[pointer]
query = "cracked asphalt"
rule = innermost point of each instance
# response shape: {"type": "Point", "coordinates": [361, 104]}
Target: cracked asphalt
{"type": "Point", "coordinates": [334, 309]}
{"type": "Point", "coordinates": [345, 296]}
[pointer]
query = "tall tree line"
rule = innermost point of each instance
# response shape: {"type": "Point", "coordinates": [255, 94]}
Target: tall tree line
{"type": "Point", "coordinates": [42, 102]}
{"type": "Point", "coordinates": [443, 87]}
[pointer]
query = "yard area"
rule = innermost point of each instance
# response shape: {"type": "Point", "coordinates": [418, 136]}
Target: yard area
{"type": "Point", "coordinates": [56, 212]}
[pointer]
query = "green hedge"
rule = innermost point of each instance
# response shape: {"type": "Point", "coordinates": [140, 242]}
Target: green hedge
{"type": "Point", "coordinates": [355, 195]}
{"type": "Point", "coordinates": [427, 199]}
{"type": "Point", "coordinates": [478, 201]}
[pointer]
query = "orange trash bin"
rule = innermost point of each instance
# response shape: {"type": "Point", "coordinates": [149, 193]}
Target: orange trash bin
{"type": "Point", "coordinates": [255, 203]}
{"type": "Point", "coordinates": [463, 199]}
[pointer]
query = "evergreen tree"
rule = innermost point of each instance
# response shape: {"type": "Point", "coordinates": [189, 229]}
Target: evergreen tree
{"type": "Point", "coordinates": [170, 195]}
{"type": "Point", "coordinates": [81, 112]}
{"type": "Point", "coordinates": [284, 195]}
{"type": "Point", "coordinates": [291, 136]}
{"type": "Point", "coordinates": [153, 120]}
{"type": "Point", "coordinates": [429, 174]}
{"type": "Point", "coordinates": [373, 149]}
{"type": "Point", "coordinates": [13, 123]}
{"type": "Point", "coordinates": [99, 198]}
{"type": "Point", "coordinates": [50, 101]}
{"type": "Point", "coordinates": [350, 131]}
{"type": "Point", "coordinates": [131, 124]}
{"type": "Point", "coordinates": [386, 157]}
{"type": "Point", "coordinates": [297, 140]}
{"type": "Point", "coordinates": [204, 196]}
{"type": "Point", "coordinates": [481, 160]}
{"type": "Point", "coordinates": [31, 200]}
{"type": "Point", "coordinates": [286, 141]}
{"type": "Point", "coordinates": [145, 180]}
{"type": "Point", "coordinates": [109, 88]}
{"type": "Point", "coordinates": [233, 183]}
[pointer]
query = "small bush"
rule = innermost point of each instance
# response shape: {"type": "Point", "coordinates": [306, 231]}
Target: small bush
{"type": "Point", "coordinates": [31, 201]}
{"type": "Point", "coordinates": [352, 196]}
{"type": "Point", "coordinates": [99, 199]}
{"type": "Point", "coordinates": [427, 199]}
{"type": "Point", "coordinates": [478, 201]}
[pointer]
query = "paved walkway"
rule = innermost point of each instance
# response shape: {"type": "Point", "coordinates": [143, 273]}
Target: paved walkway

____

» **PROBLEM STATEMENT**
Copy all data exactly, start to finish.

» **REPLY TO THE TASK**
[pointer]
query = "cracked asphalt"
rule = innermost point of each instance
# response shape: {"type": "Point", "coordinates": [361, 104]}
Target: cracked asphalt
{"type": "Point", "coordinates": [334, 309]}
{"type": "Point", "coordinates": [345, 296]}
[pointer]
query = "tall tree line"
rule = innermost point of each instance
# response shape: {"type": "Point", "coordinates": [255, 94]}
Target: tall tree line
{"type": "Point", "coordinates": [42, 102]}
{"type": "Point", "coordinates": [443, 87]}
[pointer]
query = "yard area"
rule = innermost point of each instance
# response shape: {"type": "Point", "coordinates": [418, 136]}
Target: yard area
{"type": "Point", "coordinates": [56, 212]}
[pointer]
query = "green hedge"
rule = innermost point of each instance
# response shape: {"type": "Point", "coordinates": [140, 242]}
Target: green hedge
{"type": "Point", "coordinates": [355, 195]}
{"type": "Point", "coordinates": [427, 199]}
{"type": "Point", "coordinates": [478, 201]}
[pointer]
query = "orange trash bin"
rule = innermost point of each instance
# response shape: {"type": "Point", "coordinates": [149, 193]}
Target: orange trash bin
{"type": "Point", "coordinates": [255, 203]}
{"type": "Point", "coordinates": [463, 199]}
[pointer]
query = "evergreen tree"
rule = innermost point of each instance
# response shape: {"type": "Point", "coordinates": [189, 229]}
Target: evergreen tree
{"type": "Point", "coordinates": [170, 195]}
{"type": "Point", "coordinates": [81, 112]}
{"type": "Point", "coordinates": [284, 195]}
{"type": "Point", "coordinates": [291, 136]}
{"type": "Point", "coordinates": [153, 120]}
{"type": "Point", "coordinates": [429, 174]}
{"type": "Point", "coordinates": [373, 149]}
{"type": "Point", "coordinates": [13, 123]}
{"type": "Point", "coordinates": [99, 198]}
{"type": "Point", "coordinates": [50, 101]}
{"type": "Point", "coordinates": [350, 131]}
{"type": "Point", "coordinates": [131, 124]}
{"type": "Point", "coordinates": [386, 157]}
{"type": "Point", "coordinates": [297, 140]}
{"type": "Point", "coordinates": [204, 196]}
{"type": "Point", "coordinates": [481, 160]}
{"type": "Point", "coordinates": [31, 200]}
{"type": "Point", "coordinates": [286, 141]}
{"type": "Point", "coordinates": [145, 180]}
{"type": "Point", "coordinates": [109, 88]}
{"type": "Point", "coordinates": [233, 183]}
[pointer]
query = "small bush"
rule = innermost point of each instance
# response shape: {"type": "Point", "coordinates": [306, 231]}
Target: small bush
{"type": "Point", "coordinates": [31, 201]}
{"type": "Point", "coordinates": [352, 196]}
{"type": "Point", "coordinates": [99, 199]}
{"type": "Point", "coordinates": [427, 199]}
{"type": "Point", "coordinates": [478, 201]}
[pointer]
query = "paved walkway"
rule = innermost point of each instance
# response shape: {"type": "Point", "coordinates": [143, 273]}
Target: paved walkway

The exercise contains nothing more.